Diese hervorragend geschriebene Schilderung der Kuruzzenattacke von 1706 auf Zistersdorf wurde von Herrn Günter Ofner verfasst und wir dürfen sie mit freundlicher Genehmigung hier veröffentlichen.
Zistersdorf ist eine kleine Stadt im niederösterreichischen Weinviertel.
Heute kennt man es meistens nur in Verbindung mit den einzigen Erdölfunden in Österreich, die 1930 entdeckt wurden und seit 1934 ausgebeutet werden. Dabei ist es eine der ältesten Städte des Weinviertels und war bis ins 18. Jahrhundert hinein auch eine der bedeutendsten. Es wurde schon 1160 erstmals erwähnt, um 1250 von den damaligen Stadtherrn den Kuenringern mit einer Mauer umgeben und 1284 zur Stadt erhoben.
Zistersdorf ist vom Schicksal häufig gebeutelt worden. Kriegsscharen aus Mähren fielen immer wieder ein, im 15. Jht. kamen die Hussiten und im 30jährigen Krieg (1645) besetzte und plünderte eine schwedische Armee die Stadt. 1664 und 1683 plünderten und verwüsteten türkische und aufständische ungarische Truppen die Umgebung. 1645, 1654, 1679 und 1713 wütete die Pest usw.
Aber alles das war gering gegen die Katastrophe des Jahres 1706. Mit dem Sieg vor Wien 1683, dem entscheidenden Sieg bei Zenta 1697 durch Prinz Eugen und dem nachfolgenden Friedensschluß von Karlowitz 1699 war die Türkengefahr für Niederösterreich vorüber. Sicher, es folgten im 18. Jahrhundert drei weitere Türkenkriege Österreichs, aber die spielten sich weit weg im südlichen Ungarn ab. Nach 1683 kam keine osmanische Armee mehr Niederösterreich nahe, geschweige denn ins Land.

→ **BEREITGESTELLTES MATERIAL**
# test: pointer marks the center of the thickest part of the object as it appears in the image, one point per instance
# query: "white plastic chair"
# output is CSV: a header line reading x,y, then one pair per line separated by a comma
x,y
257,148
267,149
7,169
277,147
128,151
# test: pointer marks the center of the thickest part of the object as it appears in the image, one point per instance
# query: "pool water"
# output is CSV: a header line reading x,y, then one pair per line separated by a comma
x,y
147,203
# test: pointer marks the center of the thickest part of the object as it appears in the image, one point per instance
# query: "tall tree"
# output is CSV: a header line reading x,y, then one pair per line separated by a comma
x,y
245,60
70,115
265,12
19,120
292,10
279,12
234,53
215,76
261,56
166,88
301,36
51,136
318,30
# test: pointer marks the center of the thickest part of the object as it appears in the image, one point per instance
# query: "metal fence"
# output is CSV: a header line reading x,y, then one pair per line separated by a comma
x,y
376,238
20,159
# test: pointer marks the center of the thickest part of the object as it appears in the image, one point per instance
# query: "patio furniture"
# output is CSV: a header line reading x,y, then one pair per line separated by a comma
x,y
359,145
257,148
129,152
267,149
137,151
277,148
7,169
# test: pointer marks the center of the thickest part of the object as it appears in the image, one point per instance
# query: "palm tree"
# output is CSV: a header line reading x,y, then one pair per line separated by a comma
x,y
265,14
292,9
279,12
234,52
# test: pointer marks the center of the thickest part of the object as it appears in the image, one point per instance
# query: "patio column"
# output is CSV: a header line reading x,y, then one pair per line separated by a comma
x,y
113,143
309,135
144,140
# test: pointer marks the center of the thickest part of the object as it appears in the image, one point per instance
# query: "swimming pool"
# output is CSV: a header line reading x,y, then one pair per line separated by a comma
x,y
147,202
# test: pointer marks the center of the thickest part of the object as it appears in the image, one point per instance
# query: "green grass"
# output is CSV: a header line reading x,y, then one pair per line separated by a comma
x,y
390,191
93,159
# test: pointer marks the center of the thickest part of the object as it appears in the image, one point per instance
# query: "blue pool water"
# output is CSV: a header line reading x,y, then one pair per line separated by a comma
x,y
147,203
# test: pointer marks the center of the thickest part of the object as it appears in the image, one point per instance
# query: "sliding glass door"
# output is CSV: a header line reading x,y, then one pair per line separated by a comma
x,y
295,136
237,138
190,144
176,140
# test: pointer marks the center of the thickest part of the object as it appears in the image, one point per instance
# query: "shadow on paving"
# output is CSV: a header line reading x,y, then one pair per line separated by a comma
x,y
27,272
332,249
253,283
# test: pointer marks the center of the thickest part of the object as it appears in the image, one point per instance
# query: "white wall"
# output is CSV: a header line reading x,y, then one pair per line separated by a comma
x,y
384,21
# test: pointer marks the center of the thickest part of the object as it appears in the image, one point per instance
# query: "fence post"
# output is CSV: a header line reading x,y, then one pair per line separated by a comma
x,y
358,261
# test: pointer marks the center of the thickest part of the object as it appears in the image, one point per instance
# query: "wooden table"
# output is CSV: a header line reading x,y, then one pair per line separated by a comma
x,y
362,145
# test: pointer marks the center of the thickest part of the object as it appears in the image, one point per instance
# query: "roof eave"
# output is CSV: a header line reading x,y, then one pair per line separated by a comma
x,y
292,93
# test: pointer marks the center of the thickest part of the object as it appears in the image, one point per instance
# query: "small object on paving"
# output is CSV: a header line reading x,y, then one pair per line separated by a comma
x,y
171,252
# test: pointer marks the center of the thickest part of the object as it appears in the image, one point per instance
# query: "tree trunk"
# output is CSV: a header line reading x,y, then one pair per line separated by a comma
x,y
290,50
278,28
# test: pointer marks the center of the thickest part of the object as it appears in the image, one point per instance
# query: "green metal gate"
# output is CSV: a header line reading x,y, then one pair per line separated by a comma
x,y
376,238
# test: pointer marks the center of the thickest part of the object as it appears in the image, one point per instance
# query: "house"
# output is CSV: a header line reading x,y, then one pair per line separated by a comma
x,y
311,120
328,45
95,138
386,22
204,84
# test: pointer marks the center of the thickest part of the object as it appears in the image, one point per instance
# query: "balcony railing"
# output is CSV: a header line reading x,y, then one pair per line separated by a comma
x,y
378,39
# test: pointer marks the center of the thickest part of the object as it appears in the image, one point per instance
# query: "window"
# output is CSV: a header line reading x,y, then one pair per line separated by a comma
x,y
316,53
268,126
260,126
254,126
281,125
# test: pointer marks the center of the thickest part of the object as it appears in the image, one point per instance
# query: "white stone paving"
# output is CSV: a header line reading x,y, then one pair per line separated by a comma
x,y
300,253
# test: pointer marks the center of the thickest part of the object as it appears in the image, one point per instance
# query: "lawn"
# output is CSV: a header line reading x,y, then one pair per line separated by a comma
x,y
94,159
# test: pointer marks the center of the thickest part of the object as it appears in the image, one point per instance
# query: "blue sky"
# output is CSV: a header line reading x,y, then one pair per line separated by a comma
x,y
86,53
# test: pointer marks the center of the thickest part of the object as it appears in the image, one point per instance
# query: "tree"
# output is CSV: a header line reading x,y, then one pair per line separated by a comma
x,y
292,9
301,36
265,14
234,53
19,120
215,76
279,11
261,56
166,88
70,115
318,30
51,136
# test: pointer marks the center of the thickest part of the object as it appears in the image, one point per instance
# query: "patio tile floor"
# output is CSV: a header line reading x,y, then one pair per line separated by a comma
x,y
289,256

→ **ÜBUNGSTEILE**
A: Fasse den Text über Zistersdorf in zwei Sätzen zusammen.
B: Zieh aus den Datensätzen jede Zeile heraus, in der das Wort "paving" vorkommt.

→ **LÖSUNGEN NACHEINANDER**
A: Zistersdorf ist eine kleine Stadt im niederösterreichischen Weinviertel, die heute meist wegen der 1930 entdeckten Erdölfunde bekannt ist, aber zu den ältesten Städten des Weinviertels gehört, 1160 erstmals erwähnt und 1284 zur Stadt erhoben wurde. Die Stadt litt oft unter Einfällen, Plünderungen und der Pest, doch all das war gering gegen die Katastrophe von 1706; die Türkengefahr für Niederösterreich war da mit den Siegen von 1683 und 1697 und dem Frieden von Karlowitz 1699 schon vorüber.

B:
# query: "shadow on paving"
# query: "small object on paving"
# query: "white stone paving"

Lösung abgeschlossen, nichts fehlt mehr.